- [To do]: Carry over every entry exactly as written, though not the pictures it contains.

- [Records provided]:
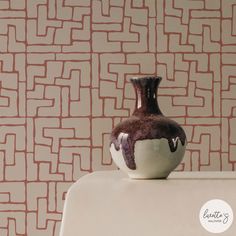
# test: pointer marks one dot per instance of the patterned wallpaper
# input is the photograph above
(64, 69)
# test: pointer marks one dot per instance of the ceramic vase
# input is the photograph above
(147, 145)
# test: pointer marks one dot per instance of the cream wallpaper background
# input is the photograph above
(64, 70)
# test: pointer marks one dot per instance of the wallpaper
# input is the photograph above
(64, 84)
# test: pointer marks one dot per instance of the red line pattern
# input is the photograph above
(64, 69)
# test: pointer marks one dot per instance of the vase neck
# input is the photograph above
(146, 96)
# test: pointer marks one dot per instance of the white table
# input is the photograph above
(108, 203)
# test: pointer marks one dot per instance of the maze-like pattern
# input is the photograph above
(64, 70)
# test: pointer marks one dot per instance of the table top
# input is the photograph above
(109, 203)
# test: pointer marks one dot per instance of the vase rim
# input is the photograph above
(136, 78)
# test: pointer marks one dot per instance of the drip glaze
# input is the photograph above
(128, 132)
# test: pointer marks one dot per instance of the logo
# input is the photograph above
(216, 216)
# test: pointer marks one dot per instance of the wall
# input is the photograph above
(64, 69)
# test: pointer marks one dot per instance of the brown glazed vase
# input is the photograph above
(147, 144)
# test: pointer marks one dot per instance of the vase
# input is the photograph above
(147, 145)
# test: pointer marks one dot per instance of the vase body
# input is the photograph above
(147, 144)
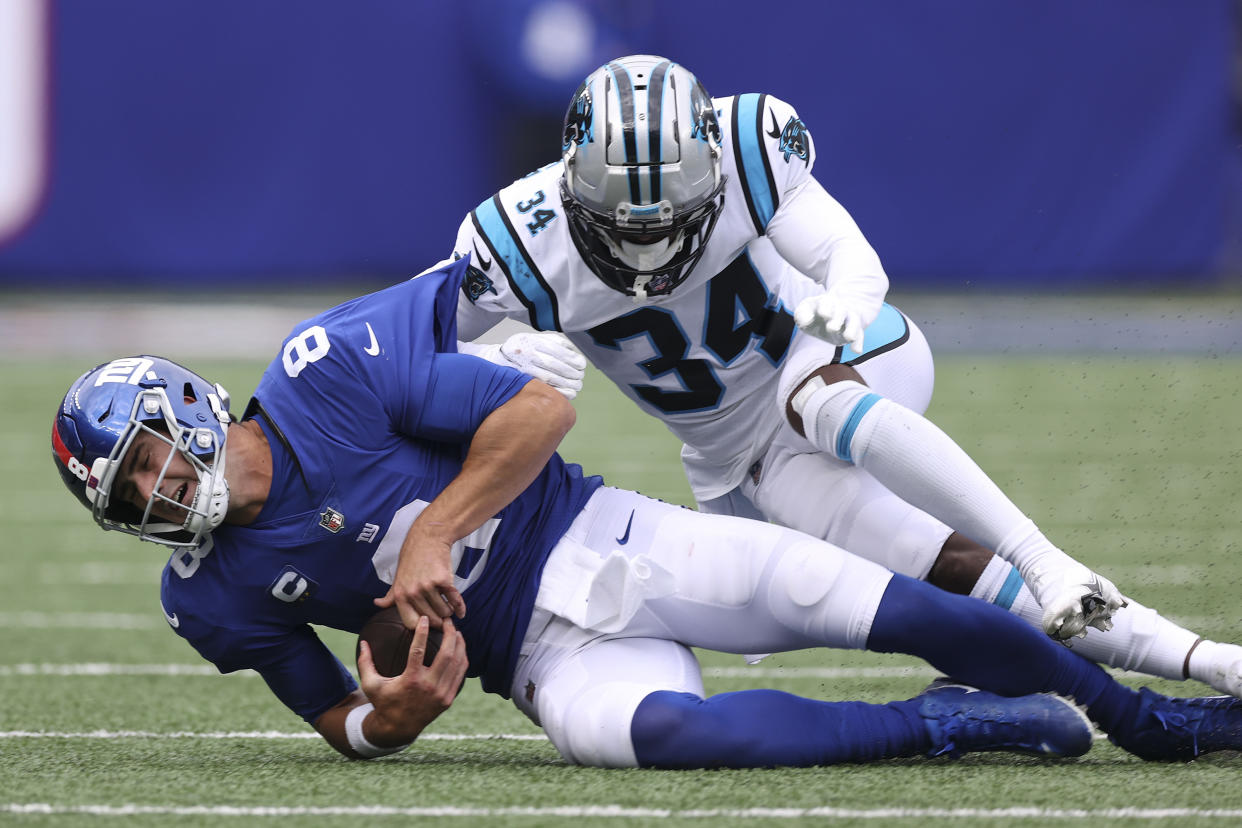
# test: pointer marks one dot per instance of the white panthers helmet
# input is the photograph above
(642, 185)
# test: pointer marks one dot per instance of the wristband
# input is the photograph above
(358, 741)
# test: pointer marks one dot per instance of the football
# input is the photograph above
(390, 641)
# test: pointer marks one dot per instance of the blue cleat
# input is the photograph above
(1170, 729)
(961, 719)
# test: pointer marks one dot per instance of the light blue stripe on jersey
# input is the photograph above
(754, 171)
(513, 257)
(851, 426)
(1009, 590)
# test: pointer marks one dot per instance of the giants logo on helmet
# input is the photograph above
(62, 453)
(128, 370)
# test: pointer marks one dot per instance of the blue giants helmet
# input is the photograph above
(642, 185)
(102, 414)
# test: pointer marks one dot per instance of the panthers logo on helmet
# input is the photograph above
(578, 119)
(706, 126)
(476, 283)
(793, 140)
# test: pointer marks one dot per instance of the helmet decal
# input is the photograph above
(148, 397)
(578, 119)
(643, 184)
(707, 128)
(793, 140)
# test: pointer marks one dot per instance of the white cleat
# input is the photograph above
(1225, 669)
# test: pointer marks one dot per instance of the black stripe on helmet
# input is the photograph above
(629, 139)
(660, 76)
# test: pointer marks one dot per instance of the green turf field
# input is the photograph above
(108, 718)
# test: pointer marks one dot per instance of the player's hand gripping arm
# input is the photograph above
(815, 234)
(548, 356)
(508, 451)
(393, 711)
(1072, 596)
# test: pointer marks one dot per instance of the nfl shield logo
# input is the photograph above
(332, 520)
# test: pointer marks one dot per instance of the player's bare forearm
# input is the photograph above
(508, 451)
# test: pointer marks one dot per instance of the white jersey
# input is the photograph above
(706, 358)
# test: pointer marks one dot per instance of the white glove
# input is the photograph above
(548, 356)
(1073, 598)
(827, 317)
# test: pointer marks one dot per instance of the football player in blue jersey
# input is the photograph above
(375, 464)
(681, 242)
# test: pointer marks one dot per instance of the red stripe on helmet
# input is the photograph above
(58, 446)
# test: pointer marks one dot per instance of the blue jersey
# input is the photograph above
(368, 411)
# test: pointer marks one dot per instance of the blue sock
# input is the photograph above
(769, 729)
(984, 646)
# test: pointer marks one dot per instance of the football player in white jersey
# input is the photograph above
(681, 243)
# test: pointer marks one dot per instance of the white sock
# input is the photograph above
(914, 459)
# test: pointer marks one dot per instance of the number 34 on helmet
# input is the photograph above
(642, 184)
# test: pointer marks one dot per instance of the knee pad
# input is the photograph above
(825, 594)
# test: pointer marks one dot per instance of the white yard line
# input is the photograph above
(101, 668)
(620, 812)
(247, 734)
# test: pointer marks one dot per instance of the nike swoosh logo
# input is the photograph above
(775, 130)
(625, 539)
(483, 263)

- [Exercise answer]:
# test: pointer marks one dot per instance of the patterned wallpaper
# input is the photograph above
(64, 69)
# test: pointer marks one dot per instance of the ceramic vase
# input is the photograph above
(147, 145)
# test: pointer marks one dot per instance of the cream wallpaper background
# input is the photograph above
(64, 70)
# test: pointer marks one dot per instance of the wallpaper
# input is the photograph above
(64, 84)
# test: pointer marks one dot per instance of the red line pattern
# input is the photograph above
(64, 69)
# test: pointer marks one dot per instance of the vase neck
# input is the photograph above
(146, 96)
# test: pointer marks one dot per instance of the white table
# input is the photograph above
(108, 203)
# test: pointer marks one dot per instance of the maze-like pattern
# input is the photograph above
(64, 70)
# test: pointer marks one dot per instance of the table top
# input is the photograph above
(109, 203)
# test: pointer marks one dot per instance of the vase rim
# input is the photograph above
(136, 78)
# test: pointer marks one dot per instance of the drip glaze
# input is the photograph above
(128, 132)
# test: pointer marks one dot per instance of the logo
# input is the photograph above
(216, 216)
# test: pointer marks one dot per instance of the wall
# input is the photograph above
(64, 69)
# test: pointer marks one dot per instance of the brown glazed vase
# input is the photograph above
(147, 144)
# test: pointer marks one dot per instance of the vase
# input is the photograph above
(147, 145)
# test: pointer marks one dot per instance of the vase body
# input is the photograph above
(147, 144)
# test: pointer marks one dot per instance of the white panthers helmet
# input is the photograph above
(642, 185)
# test: pointer marks one dot per instance of the wristband
# input is the photograph above
(358, 741)
# test: pointer marks one dot per instance of the football
# input is the photograph above
(390, 641)
# test: pointer marks one dot per instance of the blue cleat
# input is the photograph above
(1170, 729)
(961, 719)
# test: pointer marks one dot per instance of the light blue stripe on jersey
# input is the photograph above
(754, 171)
(513, 257)
(851, 426)
(1009, 590)
# test: pointer marks one dot per instance of the giants logo on helmet
# input is the photograph above
(62, 453)
(128, 370)
# test: pointer marks one dot per instance of the blue giants helmet
# input is the photograph above
(642, 185)
(102, 414)
# test: pointer marks one dot per instance of the panthers logo on helmet
# input is the photograph above
(578, 119)
(706, 126)
(476, 283)
(793, 140)
# test: pointer marks one dot per instance of the helmet decal
# input is the photograph above
(148, 397)
(578, 119)
(643, 184)
(707, 128)
(793, 140)
# test: pointer marks one dot per instance of the white cleat
# input is the photograph above
(1225, 669)
# test: pointer marks one dot per instance of the black stripe on helmet
# input is the photograph above
(629, 139)
(660, 76)
# test: pointer marks one dot per instance of the green turf field
# input is the photograph above
(108, 718)
# test: pointer marks one dot per instance of the player's hand gripping arm
# input is the photograph above
(815, 234)
(548, 356)
(508, 451)
(393, 711)
(1072, 596)
# test: pointer marks one dot per instance of the nfl shield logo
# input is the photograph above
(332, 520)
# test: pointer marks one dot per instance of the player's bare forearm
# input is the photograph above
(508, 451)
# test: pointer marks one dot per instance of the white jersey
# input is the photograph above
(706, 358)
# test: pointer marks one dot per instance of the white glove
# input is the photograph above
(548, 356)
(1073, 598)
(827, 317)
# test: pointer marks one dot per instance of the football player in blue jersey
# input is the photograph above
(375, 464)
(681, 242)
# test: pointer marks one dot per instance of the red stripe on helmet
# input is the photograph above
(58, 446)
# test: pointer marks one dot per instance of the blue jersey
# input is the photograph above
(368, 411)
# test: pointer marks one dot per instance of the blue sock
# input is the photograph above
(769, 729)
(984, 646)
# test: pointer marks one dot per instance of the football player in white jersey
# input is the photograph above
(681, 243)
# test: pointer marks one dot per instance of the white sock
# input is the photograph above
(914, 459)
# test: pointer marks one dot per instance of the number 34 on helmet
# input is the photograph above
(642, 184)
# test: pointer marks one dot per instance of the knee pad
# input is the photograph above
(825, 594)
# test: pointer marks one dot per instance of the white yard line
# input is the photograph above
(101, 668)
(620, 812)
(247, 734)
# test: pointer marks one dot per instance of the nike swoosh logo
# input is the photograph above
(775, 130)
(625, 539)
(483, 263)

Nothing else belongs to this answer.